- [EXTRACTED MATERIAL]:
▼
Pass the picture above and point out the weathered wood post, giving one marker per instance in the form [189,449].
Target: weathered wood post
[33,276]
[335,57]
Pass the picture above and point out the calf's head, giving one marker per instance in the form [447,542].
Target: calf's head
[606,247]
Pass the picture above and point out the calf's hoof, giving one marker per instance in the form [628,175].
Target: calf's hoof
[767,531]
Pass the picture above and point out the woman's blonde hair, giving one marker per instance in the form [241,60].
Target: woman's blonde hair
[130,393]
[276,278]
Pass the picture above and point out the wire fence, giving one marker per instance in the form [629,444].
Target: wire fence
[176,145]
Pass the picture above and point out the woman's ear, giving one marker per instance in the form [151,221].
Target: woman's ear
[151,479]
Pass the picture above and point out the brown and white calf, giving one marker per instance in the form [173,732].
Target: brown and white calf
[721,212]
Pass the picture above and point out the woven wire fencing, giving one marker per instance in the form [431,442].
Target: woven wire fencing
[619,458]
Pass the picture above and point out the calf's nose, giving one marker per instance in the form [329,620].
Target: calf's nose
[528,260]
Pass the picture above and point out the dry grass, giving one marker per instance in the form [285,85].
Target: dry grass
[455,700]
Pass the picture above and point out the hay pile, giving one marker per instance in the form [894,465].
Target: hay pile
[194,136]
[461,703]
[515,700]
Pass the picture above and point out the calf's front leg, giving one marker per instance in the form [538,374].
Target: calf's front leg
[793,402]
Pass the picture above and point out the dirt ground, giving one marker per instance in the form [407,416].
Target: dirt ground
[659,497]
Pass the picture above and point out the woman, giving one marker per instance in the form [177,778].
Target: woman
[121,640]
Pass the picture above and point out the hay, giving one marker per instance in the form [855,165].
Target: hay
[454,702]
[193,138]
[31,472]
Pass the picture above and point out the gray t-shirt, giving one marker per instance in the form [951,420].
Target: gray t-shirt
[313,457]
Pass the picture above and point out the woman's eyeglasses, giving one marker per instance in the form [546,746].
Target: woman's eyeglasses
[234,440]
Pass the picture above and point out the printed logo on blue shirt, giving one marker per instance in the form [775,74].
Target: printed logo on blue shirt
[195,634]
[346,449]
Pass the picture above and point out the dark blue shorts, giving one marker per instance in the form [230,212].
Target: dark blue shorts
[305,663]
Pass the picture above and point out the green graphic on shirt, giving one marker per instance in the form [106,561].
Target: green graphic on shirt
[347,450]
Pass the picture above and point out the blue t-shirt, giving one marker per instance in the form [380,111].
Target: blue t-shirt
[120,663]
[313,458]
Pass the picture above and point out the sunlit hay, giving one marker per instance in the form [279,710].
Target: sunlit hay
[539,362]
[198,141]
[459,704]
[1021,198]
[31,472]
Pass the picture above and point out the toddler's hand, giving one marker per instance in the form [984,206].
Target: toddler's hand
▲
- [SET PROBLEM]: Copy out all of the records above word for word, keeping every line in its original order.

- [ANSWER TO THIS TASK]:
Pass the picture above and point out the weathered wood post, giving one marker per instance in the form [189,449].
Target: weathered wood post
[33,276]
[335,57]
Pass the picture above and point out the calf's head, giving one marker per instance in the form [447,542].
Target: calf's head
[606,247]
Pass the picture above and point out the calf's hoof, giving one marker per instance in the form [628,175].
Target: calf's hoof
[767,531]
Pass the picture above and point out the woman's blonde hair, giving one marker per instance in the form [241,60].
Target: woman's blonde hair
[130,393]
[276,278]
Pass the picture above and point out the wire fence, giving one marker per instance in the form [629,444].
Target: wire fence
[176,145]
Pass the picture above and point out the woman's ear, giving one marker per instance in the form [151,221].
Target: woman's ear
[151,479]
Pass the picture above and point out the brown and white calf, giving one marker per instance in the form [173,732].
Target: brown and white calf
[721,212]
Pass the picture above and point out the woven wire fencing, giving one marker per instance in the form [431,442].
Target: woven wire fencing
[619,458]
Pass the picture above and point out the calf's nose, giving one marker per instance in the form [329,620].
Target: calf's nose
[528,260]
Pass the picture above and point out the dry grass, giving one marker per instance in the form [285,85].
Target: dry grass
[455,700]
Pass the picture above and point out the hay pile, giving one marker per instance in the form [894,465].
Target: hay pile
[194,136]
[461,703]
[515,700]
Pass the picture above and point out the calf's front leg, giving one marker per instance in the form [538,374].
Target: calf's front leg
[793,402]
Pass the picture above and point out the dirt ground, giving one marker per instance in the form [407,416].
Target: dirt ground
[659,497]
Pass the picture above and point out the woman, giving one marker per instance in the form [177,778].
Target: woman
[121,640]
Pass the picture above and point out the hay, giving one marker per instance in the form [855,165].
Target: hay
[454,702]
[193,138]
[31,472]
Pass the picture above and point out the gray t-shirt, giving one marker per instance in the form [951,420].
Target: gray t-shirt
[313,457]
Pass the picture above and point out the woman's eyeglasses, giving one marker per instance in the form [546,746].
Target: woman's eyeglasses
[234,440]
Pass the picture above and point out the printed logo on blue shirt, giving one marker per instance in the form [775,74].
Target: printed logo on blue shirt
[195,634]
[346,449]
Pass the picture above and point out the dark blue shorts, giving one marker per instance in the form [230,212].
Target: dark blue shorts
[305,663]
Pass the picture above and point out the green graphic on shirt, giving one marker per instance in the form [106,561].
Target: green graphic on shirt
[347,450]
Pass the picture above and point out the blue t-shirt, giving one marker per instance in the form [380,111].
Target: blue t-shirt
[120,663]
[313,458]
Pass the picture above and point out the sunlit hay, giving one marker per instance in the form [279,710].
Target: sunlit hay
[539,362]
[198,141]
[459,704]
[1021,198]
[31,472]
Pass the picture above and point out the toddler's hand, giving one marker per instance in the form [984,206].
Target: toddler's hand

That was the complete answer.